Reproduce verbatim the lines of the material below, from the line containing "Could you locate the black" through the final line of the material, both ends included.

§ **Dataset records**
-----
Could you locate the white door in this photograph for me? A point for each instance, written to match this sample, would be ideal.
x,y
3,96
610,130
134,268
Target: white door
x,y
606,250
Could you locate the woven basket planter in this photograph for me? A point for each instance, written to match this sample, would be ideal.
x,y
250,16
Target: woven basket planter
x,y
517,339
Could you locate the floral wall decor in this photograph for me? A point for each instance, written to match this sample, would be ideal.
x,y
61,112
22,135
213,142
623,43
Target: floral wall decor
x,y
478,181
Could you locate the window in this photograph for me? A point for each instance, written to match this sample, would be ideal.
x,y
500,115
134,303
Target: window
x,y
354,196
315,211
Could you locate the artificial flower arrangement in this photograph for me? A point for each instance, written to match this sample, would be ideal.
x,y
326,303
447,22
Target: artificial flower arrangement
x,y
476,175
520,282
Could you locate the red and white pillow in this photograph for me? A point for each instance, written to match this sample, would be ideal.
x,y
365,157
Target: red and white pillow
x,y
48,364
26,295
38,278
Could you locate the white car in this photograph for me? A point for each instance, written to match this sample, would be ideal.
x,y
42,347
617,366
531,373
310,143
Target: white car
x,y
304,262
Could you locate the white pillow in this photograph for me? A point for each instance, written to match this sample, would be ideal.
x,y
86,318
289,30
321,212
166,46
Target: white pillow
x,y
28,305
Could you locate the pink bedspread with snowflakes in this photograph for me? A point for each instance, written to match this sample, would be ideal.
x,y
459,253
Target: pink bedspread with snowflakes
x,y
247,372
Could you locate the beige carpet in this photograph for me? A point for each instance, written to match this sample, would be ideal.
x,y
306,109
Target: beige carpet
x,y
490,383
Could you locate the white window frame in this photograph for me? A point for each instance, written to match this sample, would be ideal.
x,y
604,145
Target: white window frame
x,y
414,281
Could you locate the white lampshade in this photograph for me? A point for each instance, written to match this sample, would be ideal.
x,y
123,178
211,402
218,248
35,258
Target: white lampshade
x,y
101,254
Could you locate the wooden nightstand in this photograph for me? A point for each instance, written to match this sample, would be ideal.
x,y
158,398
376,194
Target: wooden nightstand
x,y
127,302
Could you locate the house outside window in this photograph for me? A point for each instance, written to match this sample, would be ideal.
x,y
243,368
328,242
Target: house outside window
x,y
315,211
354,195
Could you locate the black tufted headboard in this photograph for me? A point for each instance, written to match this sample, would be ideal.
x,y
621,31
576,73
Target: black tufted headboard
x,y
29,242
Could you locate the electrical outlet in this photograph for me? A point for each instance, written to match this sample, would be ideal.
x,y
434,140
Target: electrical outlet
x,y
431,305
-----
§ **Solved problem**
Could you locate the black tufted headboard in this photograph for me? A point for each instance, written to match this sample, would be ideal.
x,y
621,31
576,73
Target: black tufted headboard
x,y
29,242
Could you locate the electrical outlet in this photograph for me? A point for each instance, written to match this sample, would be ideal.
x,y
434,140
Target: electrical outlet
x,y
431,305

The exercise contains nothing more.